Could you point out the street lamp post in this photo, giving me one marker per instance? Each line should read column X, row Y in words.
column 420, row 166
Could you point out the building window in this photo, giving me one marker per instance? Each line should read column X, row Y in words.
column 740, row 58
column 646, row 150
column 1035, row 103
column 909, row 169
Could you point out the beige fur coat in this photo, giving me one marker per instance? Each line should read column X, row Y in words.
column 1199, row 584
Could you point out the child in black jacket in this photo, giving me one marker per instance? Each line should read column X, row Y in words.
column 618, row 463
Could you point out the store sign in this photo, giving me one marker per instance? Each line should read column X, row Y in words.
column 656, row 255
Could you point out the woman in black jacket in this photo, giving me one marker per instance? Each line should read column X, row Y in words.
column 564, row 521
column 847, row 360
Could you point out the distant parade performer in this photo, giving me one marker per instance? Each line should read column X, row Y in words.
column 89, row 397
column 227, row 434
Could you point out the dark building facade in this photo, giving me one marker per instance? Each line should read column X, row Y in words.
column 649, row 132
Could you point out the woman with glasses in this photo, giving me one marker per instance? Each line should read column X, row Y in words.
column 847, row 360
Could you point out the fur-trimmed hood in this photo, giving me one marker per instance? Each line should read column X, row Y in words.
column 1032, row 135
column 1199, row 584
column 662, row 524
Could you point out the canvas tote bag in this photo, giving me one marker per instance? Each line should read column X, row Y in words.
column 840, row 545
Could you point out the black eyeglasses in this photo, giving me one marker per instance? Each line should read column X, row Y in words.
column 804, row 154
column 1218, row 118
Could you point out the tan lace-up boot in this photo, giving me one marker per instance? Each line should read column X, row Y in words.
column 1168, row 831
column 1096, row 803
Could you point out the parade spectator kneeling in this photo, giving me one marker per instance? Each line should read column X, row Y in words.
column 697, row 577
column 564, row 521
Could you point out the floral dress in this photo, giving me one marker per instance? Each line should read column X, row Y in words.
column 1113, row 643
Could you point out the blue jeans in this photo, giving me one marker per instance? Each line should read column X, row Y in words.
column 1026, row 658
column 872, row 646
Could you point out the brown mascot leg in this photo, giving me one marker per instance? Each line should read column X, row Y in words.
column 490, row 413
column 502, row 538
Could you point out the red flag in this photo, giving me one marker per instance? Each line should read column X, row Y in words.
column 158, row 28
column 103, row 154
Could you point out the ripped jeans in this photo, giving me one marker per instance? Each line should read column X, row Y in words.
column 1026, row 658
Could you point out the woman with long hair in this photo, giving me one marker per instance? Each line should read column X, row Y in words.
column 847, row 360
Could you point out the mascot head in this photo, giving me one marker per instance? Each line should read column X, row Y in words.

(WHAT IS BEING ASKED):
Please retype every entry above exactly as it stands.

(WRITTEN RESPONSE):
Could you point out the street lamp post in this photo, giving me one marker per instance? Each line should read column X, row Y in words.
column 420, row 166
Could you point out the building window in this photo, giving me one marker per instance? Each line should read column X, row Y in words.
column 740, row 58
column 646, row 150
column 1035, row 103
column 909, row 169
Could you point out the beige fur coat in this photo, giving me one marker per instance? Each line should read column X, row Y in words.
column 1199, row 584
Could you point out the child in black jacket in this photo, giving me one marker per instance? Each line should read column X, row Y in words.
column 618, row 463
Could you point out the store sign in this photo, giving me one marker per instance? Each line should read column X, row Y in words.
column 656, row 255
Could you point out the woman in black jacket in this photo, giving me one marker per instance? Each line should read column X, row Y in words.
column 564, row 521
column 847, row 360
Could you point out the distant parade performer in this photo, giving me one marker per instance? Each line should read column X, row Y in words.
column 89, row 397
column 227, row 434
Could you point out the dark building facade in this photo, giving me one marker per instance? Each line should read column X, row Y in words.
column 649, row 132
Could you point out the woman with glasses in this photo, giving me one marker per instance? Each line should read column X, row Y in words.
column 847, row 360
Could you point out the fur-trimmed hood in this photo, giving me one marker per instance? Each line should read column X, row Y in words.
column 1032, row 135
column 1199, row 584
column 662, row 524
Could you point out the canvas tote bag in this photo, giving me one marker per instance? Each line should read column X, row Y in words.
column 840, row 545
Could you point out the black eyeglasses in this photo, giving me one marker per instance? Each line should read column X, row Y in words.
column 804, row 154
column 1218, row 118
Could you point out the tan lace-up boot in this photo, giving me one marker per instance? Each line should read column X, row Y in words.
column 1168, row 831
column 1096, row 803
Could you point out the parade spectator kneeling in this photo, giving me one marker per instance? Each line should read column X, row Y in words.
column 697, row 577
column 564, row 521
Could you point out the floral dress in this photo, giving me one marker per instance? Each line should read column X, row Y in words.
column 1113, row 643
Could you point out the blue jeans in this photo, giving me one marker per instance? Each line should read column X, row Y in words.
column 1026, row 658
column 872, row 646
Could you point out the brown mascot leg in this photo, giving me one marker per instance? Each line should read column X, row Y in words.
column 490, row 413
column 502, row 538
Could you point out the red flag in this photo, giving me one marker per instance? Each line should read column X, row Y in words.
column 158, row 28
column 103, row 154
Could you point out the ripped jeans in this photo, giving me one marker per instance? Each line should read column X, row Y in words.
column 1026, row 658
Could you point out the woman with long hair in this photo, giving me one marker per instance? Each line should read column X, row Y in words.
column 847, row 360
Could you point out the mascot head in this photo, giving me one marker per instance? Each line should read column X, row Y in words.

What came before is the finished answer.